» **WORK TO COMPLETE**: Could you write out the records below exactly as they appear?

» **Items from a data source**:
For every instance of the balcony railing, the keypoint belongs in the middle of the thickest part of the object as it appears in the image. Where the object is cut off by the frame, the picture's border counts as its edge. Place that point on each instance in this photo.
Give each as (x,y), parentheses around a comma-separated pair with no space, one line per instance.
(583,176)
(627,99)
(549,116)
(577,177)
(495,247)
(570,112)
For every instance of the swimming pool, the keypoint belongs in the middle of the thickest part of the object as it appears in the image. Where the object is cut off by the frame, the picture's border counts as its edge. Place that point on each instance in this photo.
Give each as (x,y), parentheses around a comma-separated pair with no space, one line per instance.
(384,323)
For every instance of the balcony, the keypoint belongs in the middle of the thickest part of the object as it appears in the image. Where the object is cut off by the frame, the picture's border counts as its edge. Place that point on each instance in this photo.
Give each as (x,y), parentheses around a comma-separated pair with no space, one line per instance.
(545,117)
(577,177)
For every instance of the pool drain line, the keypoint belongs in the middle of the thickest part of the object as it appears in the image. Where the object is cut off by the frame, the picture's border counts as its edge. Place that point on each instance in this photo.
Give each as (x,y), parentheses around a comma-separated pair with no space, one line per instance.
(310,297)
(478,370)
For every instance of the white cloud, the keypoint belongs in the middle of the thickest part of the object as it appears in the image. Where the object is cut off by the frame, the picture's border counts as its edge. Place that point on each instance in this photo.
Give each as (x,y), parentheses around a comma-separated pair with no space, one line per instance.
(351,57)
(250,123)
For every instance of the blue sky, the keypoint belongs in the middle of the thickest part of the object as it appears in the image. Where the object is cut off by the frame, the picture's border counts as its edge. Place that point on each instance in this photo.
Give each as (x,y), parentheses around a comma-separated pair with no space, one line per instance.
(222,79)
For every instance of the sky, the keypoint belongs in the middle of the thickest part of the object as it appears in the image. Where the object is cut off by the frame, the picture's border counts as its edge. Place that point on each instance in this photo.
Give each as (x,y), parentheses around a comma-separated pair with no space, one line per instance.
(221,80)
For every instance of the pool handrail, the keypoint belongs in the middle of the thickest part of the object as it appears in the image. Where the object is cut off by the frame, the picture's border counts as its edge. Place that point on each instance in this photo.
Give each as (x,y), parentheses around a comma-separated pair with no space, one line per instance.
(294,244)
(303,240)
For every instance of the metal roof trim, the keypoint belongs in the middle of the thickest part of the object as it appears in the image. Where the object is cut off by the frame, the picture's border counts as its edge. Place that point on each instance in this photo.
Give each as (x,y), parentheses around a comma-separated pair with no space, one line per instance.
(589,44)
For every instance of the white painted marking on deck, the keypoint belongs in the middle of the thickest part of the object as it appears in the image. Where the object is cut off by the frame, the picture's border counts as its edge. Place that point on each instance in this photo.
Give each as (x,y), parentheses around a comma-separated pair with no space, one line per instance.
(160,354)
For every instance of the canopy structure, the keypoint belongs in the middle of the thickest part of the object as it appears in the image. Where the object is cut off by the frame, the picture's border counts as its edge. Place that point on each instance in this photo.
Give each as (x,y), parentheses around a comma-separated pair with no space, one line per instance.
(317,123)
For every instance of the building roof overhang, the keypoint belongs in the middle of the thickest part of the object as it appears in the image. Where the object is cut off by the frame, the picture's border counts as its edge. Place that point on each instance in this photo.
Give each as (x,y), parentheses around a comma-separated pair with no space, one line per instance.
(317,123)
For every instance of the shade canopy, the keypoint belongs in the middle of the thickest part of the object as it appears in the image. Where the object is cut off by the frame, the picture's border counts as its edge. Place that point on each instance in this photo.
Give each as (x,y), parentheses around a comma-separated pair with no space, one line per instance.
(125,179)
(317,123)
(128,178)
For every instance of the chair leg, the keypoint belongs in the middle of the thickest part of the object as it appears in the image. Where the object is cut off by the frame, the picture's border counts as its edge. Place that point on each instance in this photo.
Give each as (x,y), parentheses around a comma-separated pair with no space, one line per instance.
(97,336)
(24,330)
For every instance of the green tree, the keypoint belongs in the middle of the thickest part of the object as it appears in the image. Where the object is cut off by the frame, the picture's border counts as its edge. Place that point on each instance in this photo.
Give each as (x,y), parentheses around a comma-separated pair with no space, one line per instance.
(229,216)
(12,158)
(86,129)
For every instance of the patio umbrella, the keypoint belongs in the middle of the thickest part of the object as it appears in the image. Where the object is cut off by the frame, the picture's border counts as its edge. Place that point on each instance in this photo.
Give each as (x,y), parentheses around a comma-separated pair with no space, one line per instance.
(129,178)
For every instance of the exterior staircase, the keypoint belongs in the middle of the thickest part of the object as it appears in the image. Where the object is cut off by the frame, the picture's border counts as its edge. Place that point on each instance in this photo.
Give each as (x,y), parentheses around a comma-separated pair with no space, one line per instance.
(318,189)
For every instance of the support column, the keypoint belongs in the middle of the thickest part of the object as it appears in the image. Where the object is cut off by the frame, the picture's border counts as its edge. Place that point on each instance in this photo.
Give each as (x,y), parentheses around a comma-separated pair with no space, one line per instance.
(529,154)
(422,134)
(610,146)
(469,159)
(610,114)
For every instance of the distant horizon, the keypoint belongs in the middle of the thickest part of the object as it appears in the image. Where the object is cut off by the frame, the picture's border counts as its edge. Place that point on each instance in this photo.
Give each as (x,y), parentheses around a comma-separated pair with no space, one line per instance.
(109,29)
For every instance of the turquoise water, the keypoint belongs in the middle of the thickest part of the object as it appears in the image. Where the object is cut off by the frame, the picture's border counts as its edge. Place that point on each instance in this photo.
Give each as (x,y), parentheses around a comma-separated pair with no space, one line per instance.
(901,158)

» **RESPONSE TO THIS EXERCISE**:
For every instance of the balcony railing, the keypoint belongs in the middle of the thickest part of the object as it appears in the image. Where the object is cut off by the frame, the picture's border counts as its edge. Place that point on each instance in this photo.
Give each as (x,y), parentheses around a comma-separated pair with no space, one line per instance.
(583,176)
(627,99)
(549,116)
(577,177)
(495,247)
(570,112)
For every instance of the swimming pool, the keypoint belongs in the middle of the thickest part of the object as it appears in the image. Where the object is cut off by the frame, the picture's border counts as its edge. Place that point on each instance in this photo.
Give each as (x,y), parentheses around a comma-separated pair with no space, one line per instance.
(384,323)
For every instance of the balcony, the keypoint belongs in the middle of the thickest part of the object as it appears in the image. Where the object is cut off by the frame, the picture's border counts as its edge. Place that point on each instance in this photo.
Give each as (x,y), parentheses around a comma-separated pair with no space, one line per instance.
(545,117)
(577,177)
For every instance of the pool drain line, the keypoint belongs in the middle of the thickest part of the object as it appears in the image. Where the object is cut off by the frame, the picture's border counts as its edge. Place that point on each instance in this photo.
Give each as (x,y), parentheses around a comma-separated pair with no space, one line per instance.
(310,297)
(478,370)
For every instance of the white cloud, the keypoint belongs in the middle of the thickest part of the object as it appears in the image. Where the object is cut off by the frame, the picture's border counts as its edge. Place that point on each instance in this photo.
Give each as (x,y), parentheses around a comma-separated pair with no space, one line per instance.
(351,57)
(250,123)
For every instance of the blue sky, the keypoint belongs in the middle of the thickest part of the object as it appears in the image. Where the object is cut off by the frame, the picture's border counts as its edge. Place that point on each instance in this photo.
Give each as (x,y), parentheses around a comma-separated pair with no space, one line per instance.
(222,79)
For every instance of the sky, the keypoint belongs in the middle of the thickest part of the object as it appears in the image. Where the object is cut off by the frame, the picture's border counts as its edge. Place that point on each instance in this photo.
Give each as (x,y), parentheses around a comma-separated pair with no space, one line per instance.
(221,80)
For every instance of the pool handrail, the keypoint belongs in the middle of the thickest part of the object as it appears in the image. Where the object is cut off by the frame, the picture's border counts as its edge. Place that point on each instance in this photo.
Give each as (x,y), parentheses around a comma-separated pair with no space, one line per instance.
(294,244)
(303,240)
For every instance of the metal roof trim, the keypoint belongs in the middle of the thickest part of the object as it appears in the image. Where the object is cut off by the frame, the picture's border counts as its edge. Place that point on each instance in this photo.
Give each as (x,y), parentheses around a comma-separated pair with no space, one line per instance.
(589,44)
For every instance of the white painted marking on deck, the keypoint belongs in the middle of the thickest part of the object as it appears in the image. Where the object is cut off by the frame, the picture's border counts as its edge. Place that point on each instance in this photo.
Give each as (x,y), parentheses around a comma-separated pair with no space, one line per instance.
(160,354)
For every instance of the canopy structure, the keypoint belongs in the middle of the thickest part of the object as it appears in the image. Where the object is cut off by the frame, the picture's border counts as its edge. Place that point on each instance in this photo.
Give each as (x,y), parentheses around a comma-separated pair with no space, one line per instance.
(317,123)
For every instance of the building roof overhang, the keypoint belongs in the middle of the thickest part of the object as it appears in the image. Where the object is cut off by the frame, the picture's border counts as its edge. Place that point on each instance in this photo.
Give each as (x,y), parentheses around a comma-separated pair with no space, one line per instance.
(317,123)
For every instance of the shade canopy, the keypoint belongs in the middle of the thickest part of the object as it appears in the image. Where the object is cut off by the frame, the picture's border counts as its edge. Place that point on each instance in this photo.
Give each as (x,y), parentheses around a comma-separated pair with no space, one line per instance.
(125,179)
(317,123)
(128,178)
For every instance of the chair leg, the keypoint belongs in the middle of the thickest part of the object as it appears in the image. Where the object is cut off by the frame, the picture's border counts as its edge. Place that point on each instance in this photo.
Give each as (x,y), parentheses around a comma-separated pair with no space, one line per instance.
(97,336)
(24,330)
For every instance of the green tree, the keypoint belongs in the middle of the thickest part of the object as it appears in the image. Where the object is cut off by the frame, the picture's border counts as its edge. Place that point on each instance in this photo.
Give each as (x,y), parentheses around a comma-separated pair with no space, one line per instance.
(229,216)
(12,158)
(86,129)
For every instance of the patio umbrella, the keypoint belongs in the middle of the thickest part of the object as it appears in the image. Where the object is cut off by the frame, the picture's border counts as its edge. Place that point on each instance in this photo.
Give each as (x,y), parentheses around a comma-separated pair with no space, one line per instance.
(129,178)
For every instance of the exterior staircase, the keypoint belongs in the middle of the thickest part of the object as it appears in the image. Where the object is cut off by the frame, the picture's border counts as its edge. Place that point on each instance in this photo.
Give each as (x,y), parentheses around a comma-separated pair with no space, one line per instance.
(318,189)
For every instance of the support column, the keypoint belongs in the middle of the thickest part of the object as it appears in the image. Where the object is cut off by the frame, the picture's border counts as its edge. Place that point on each instance in this photo.
Give each as (x,y), parentheses around a comma-separated pair with no space, one line per instance.
(529,154)
(422,134)
(610,146)
(469,159)
(610,114)
For every instance of the distant horizon, the keypoint belongs in the middle of the thickest part of the object as it appears in the image. Where the object is cut off by the frame, the picture's border counts as its edge. Place that point on each instance in this photo.
Give each as (x,y), parentheses around a comma-separated pair with no space, one line per instance.
(109,29)
For every instance of the turquoise water, the keypoint belongs in the middle of the thickest part of the object as it appears in the image. Where the object is cut off by the frame, the picture's border counts as its edge. Place that point on each instance in this photo.
Give each as (x,y), parentheses around a comma-separated pair with no space, one line per instance.
(901,158)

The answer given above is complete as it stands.